- **Required task 1**
Pick out every line of the records that contains the word "dark". Case counts.

- **Selected text**

════════

Israelis with dual nationality behind ‘large-scale’ acquisition of Syrian agricultural lands: Report

Israel is expanding its control over territory in southern Syria, not merely through military means, but also through the purchase of agricultural lands by individuals of Jewish descent holding multiple nationalities, Al-Akhbar reported on 4 May.

According to a local source in the Deraa Governorate of southern Syria, extensive purchases of agricultural land are underway in the Yarmouk Basin, an area with significant water resources bordering the Israeli-occupied Golan Heights.

These transactions are reportedly being orchestrated by individuals linked to Jewish agencies and holding passports from various countries, including Canada, Australia, and the UK.

The reports specifically name an organization called the “Pioneers of Bashan” as one of the key parties involved in the land purchases.

════════

- **Exercise material**
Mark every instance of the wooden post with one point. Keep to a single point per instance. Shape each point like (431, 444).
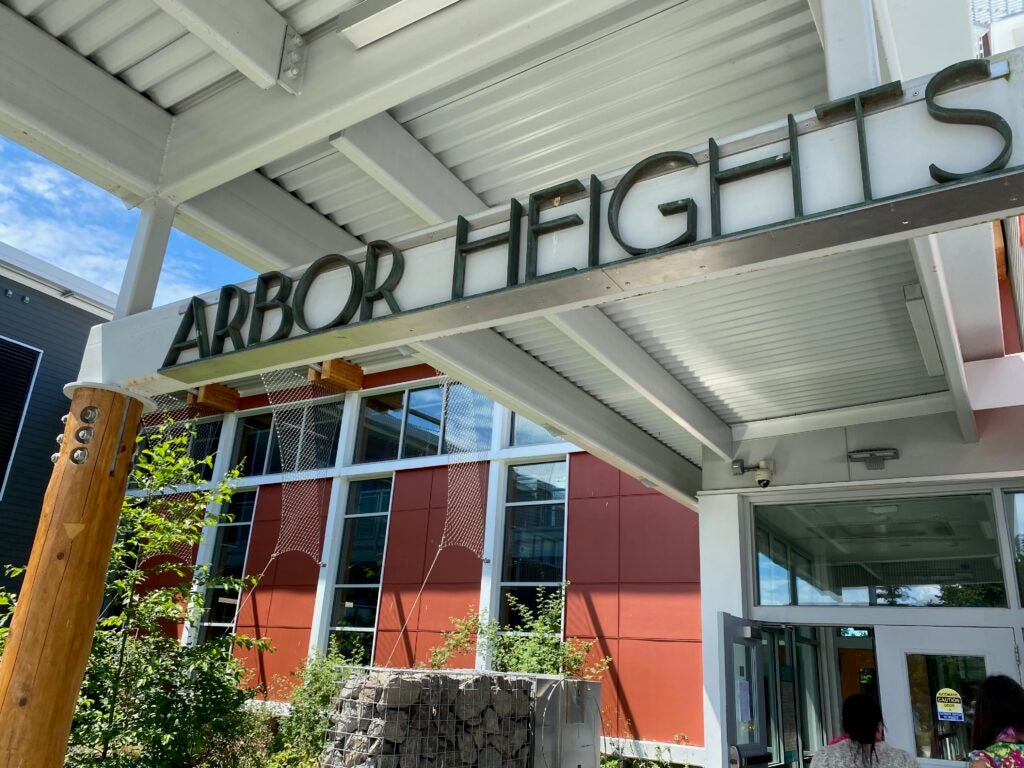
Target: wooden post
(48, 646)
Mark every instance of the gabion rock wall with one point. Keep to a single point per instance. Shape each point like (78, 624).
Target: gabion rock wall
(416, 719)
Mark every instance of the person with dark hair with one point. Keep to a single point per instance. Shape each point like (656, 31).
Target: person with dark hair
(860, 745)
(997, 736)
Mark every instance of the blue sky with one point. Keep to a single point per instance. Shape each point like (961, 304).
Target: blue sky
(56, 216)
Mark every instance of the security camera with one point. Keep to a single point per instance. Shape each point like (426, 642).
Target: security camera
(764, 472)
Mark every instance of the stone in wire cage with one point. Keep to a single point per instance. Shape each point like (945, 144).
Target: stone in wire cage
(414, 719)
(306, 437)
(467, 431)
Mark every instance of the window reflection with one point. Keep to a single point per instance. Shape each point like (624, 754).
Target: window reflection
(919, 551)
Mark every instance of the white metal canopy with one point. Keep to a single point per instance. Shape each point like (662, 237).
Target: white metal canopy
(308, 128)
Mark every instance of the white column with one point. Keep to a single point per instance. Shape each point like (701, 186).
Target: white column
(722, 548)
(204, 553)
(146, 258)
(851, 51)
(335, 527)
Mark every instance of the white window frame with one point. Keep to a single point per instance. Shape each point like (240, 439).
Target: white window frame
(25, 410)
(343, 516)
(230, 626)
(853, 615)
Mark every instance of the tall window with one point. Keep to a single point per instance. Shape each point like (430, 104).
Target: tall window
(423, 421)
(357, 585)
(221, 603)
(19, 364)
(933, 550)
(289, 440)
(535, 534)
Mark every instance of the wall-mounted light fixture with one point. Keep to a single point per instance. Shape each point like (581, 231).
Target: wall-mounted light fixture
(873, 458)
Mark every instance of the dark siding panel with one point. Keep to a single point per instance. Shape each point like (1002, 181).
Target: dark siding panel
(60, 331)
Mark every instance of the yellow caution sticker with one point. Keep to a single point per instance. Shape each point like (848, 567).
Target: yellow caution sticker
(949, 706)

════════

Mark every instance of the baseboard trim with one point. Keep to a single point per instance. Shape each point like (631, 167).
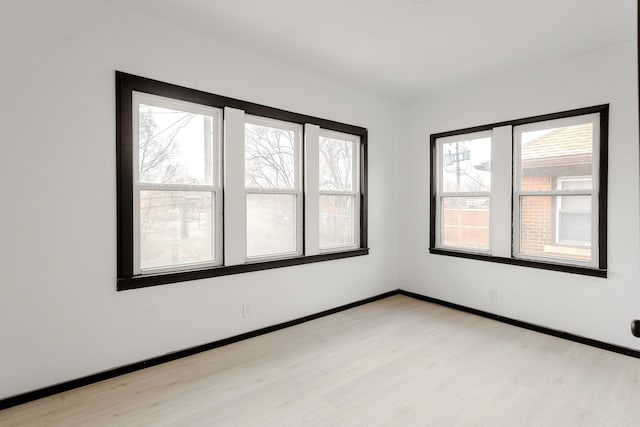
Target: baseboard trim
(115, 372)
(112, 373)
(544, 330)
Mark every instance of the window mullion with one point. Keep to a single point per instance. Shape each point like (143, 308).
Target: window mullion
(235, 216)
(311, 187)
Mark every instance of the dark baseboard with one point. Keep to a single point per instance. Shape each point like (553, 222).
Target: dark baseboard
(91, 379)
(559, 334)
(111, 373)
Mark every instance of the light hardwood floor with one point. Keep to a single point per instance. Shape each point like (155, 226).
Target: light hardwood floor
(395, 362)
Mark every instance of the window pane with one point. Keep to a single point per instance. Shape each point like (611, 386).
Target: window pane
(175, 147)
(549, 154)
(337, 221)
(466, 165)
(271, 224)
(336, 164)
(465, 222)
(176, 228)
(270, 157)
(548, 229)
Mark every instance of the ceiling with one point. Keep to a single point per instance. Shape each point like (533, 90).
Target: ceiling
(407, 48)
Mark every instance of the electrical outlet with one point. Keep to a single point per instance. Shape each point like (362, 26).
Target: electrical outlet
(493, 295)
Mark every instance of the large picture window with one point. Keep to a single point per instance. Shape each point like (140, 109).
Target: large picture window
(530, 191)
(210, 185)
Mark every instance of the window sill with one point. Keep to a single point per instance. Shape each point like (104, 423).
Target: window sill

════════

- **Required task 2**
In the report on Syrian land purchases, which organization is named as one of the key parties involved?

- **Complete output 1**
Mark every instance of the person with dark hair with one point. Keep to a single point per instance. Shape each point like (656, 31).
Target: person with dark hair
Mark every instance of the dark siding panel with one point. Keep to a single point per instance. Shape each point like (1002, 181).
Target: dark siding panel
Mark every instance of the dark baseboard with one point. Keep to a single point per instance. Shape each point like (553, 222).
Target: dark baseboard

- **Complete output 2**
The "Pioneers of Bashan."